→ Texte choisi:
TEXTES CRITIQUES

 

Il y a des peintres dont les oeuvres semblent à l’évidence des prétextes à paroles.Leurs créations suscitent le commentaire et titillent l’intellect. N Viard n’est pas de ceux-là. Sans évoquer une peinture de l’évidence qui nous laisserait cois, il faut bien admettre que ces toiles ont trop d’allant et d’allure pour ne pas se suffire à elles-mêmes.

 Des visages interrogateurs des débuts, aux végétaux étranges qui les ont remplacés, jusqu’aux formes actuelles justes et pertinentes, l’oeuvre de N Viard parle toute seule.De rigueur, d’énergie, mais aussi de ravissement.

 Car il ne faut pas s’y tromper. Les tons amortis, les vibrations sourdes, les glacis élégants, constituent le rideau de scène d’une pièce qui se joue au plus profond . Il importe de voir ces formes des profondeurs de la toile, lentement, l’une après l’autre, émergées, comme en quête d’une respiration, la surface unie bouleversée de soudaines et vastes agitations.

 Se mêle alors à la pure contemplation de l’équilibre des masses et de leurs tensions, l’éveil à la rêverie et au souvenir fugace, comme le parfum des pétunias blancs.L’attention rivée, on a l’impression de plonger dans l’eau des songes, des bords du cadre au centre souvent décentré, de dériver vers une clarté infuse, surgissant du fond.

 La peinture de Viard, instinctive et cérébrale, aboutie et inachevée, est une invitation à la noyade heureuse.

Corrotti - Bastia 1991


 

 Pour découvrir l’exposition de N Viard, on traverse un étroit jardin…le foisonnement de plantes, de fleurs, de feuilles vertes et jaunes nous accueille , nous invite à entrer , annonçant la couleur chaleureusement.

 A l’intérieur, les formes qu’on vient de voir ont été fixées sur la toile, des feuilles vertes aux géométries inspirées, déployées, démultipliées, ou au contraire réduites, concentrèes sur l’essentiel, une ligne, un début de couleur. La composition faite de dé-construction et reconstruction , témoigne de l’art du peintre.

→ Données enregistrées:
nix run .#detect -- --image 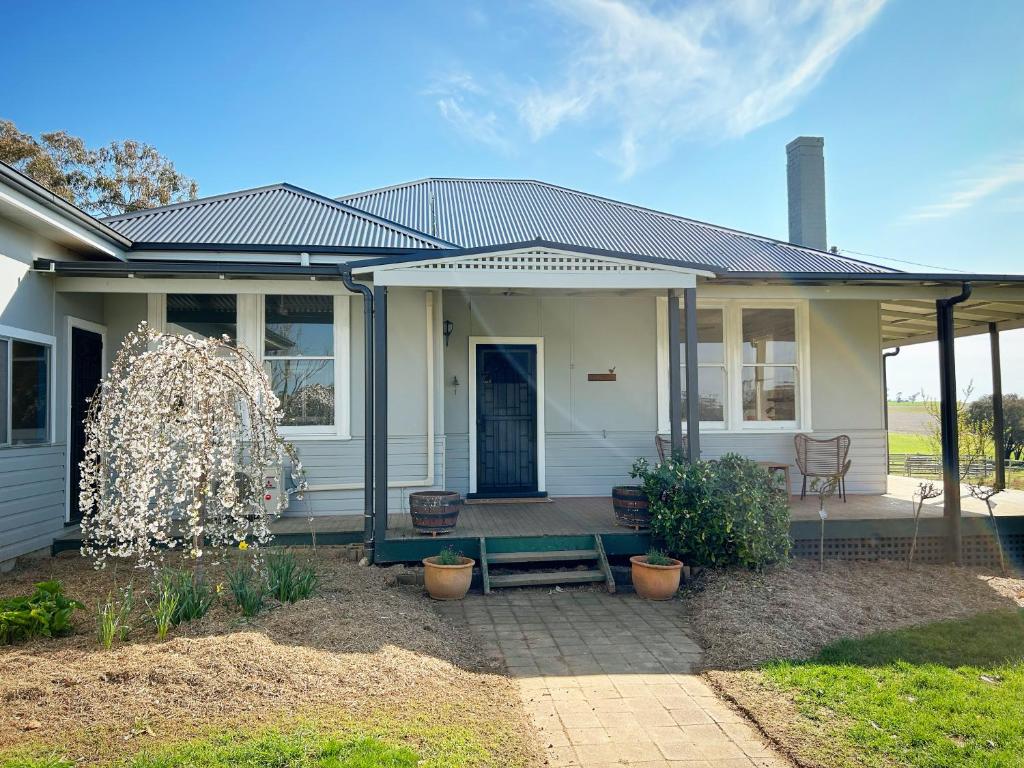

→ À faire:
Recopie le texte choisi en entier, sans rien y changer.

→ Réponse:
TEXTES CRITIQUES

 

Il y a des peintres dont les oeuvres semblent à l’évidence des prétextes à paroles.Leurs créations suscitent le commentaire et titillent l’intellect. N Viard n’est pas de ceux-là. Sans évoquer une peinture de l’évidence qui nous laisserait cois, il faut bien admettre que ces toiles ont trop d’allant et d’allure pour ne pas se suffire à elles-mêmes.

 Des visages interrogateurs des débuts, aux végétaux étranges qui les ont remplacés, jusqu’aux formes actuelles justes et pertinentes, l’oeuvre de N Viard parle toute seule.De rigueur, d’énergie, mais aussi de ravissement.

 Car il ne faut pas s’y tromper. Les tons amortis, les vibrations sourdes, les glacis élégants, constituent le rideau de scène d’une pièce qui se joue au plus profond . Il importe de voir ces formes des profondeurs de la toile, lentement, l’une après l’autre, émergées, comme en quête d’une respiration, la surface unie bouleversée de soudaines et vastes agitations.

 Se mêle alors à la pure contemplation de l’équilibre des masses et de leurs tensions, l’éveil à la rêverie et au souvenir fugace, comme le parfum des pétunias blancs.L’attention rivée, on a l’impression de plonger dans l’eau des songes, des bords du cadre au centre souvent décentré, de dériver vers une clarté infuse, surgissant du fond.

 La peinture de Viard, instinctive et cérébrale, aboutie et inachevée, est une invitation à la noyade heureuse.

Corrotti - Bastia 1991


 

 Pour découvrir l’exposition de N Viard, on traverse un étroit jardin…le foisonnement de plantes, de fleurs, de feuilles vertes et jaunes nous accueille , nous invite à entrer , annonçant la couleur chaleureusement.

 A l’intérieur, les formes qu’on vient de voir ont été fixées sur la toile, des feuilles vertes aux géométries inspirées, déployées, démultipliées, ou au contraire réduites, concentrèes sur l’essentiel, une ligne, un début de couleur. La composition faite de dé-construction et reconstruction , témoigne de l’art du peintre.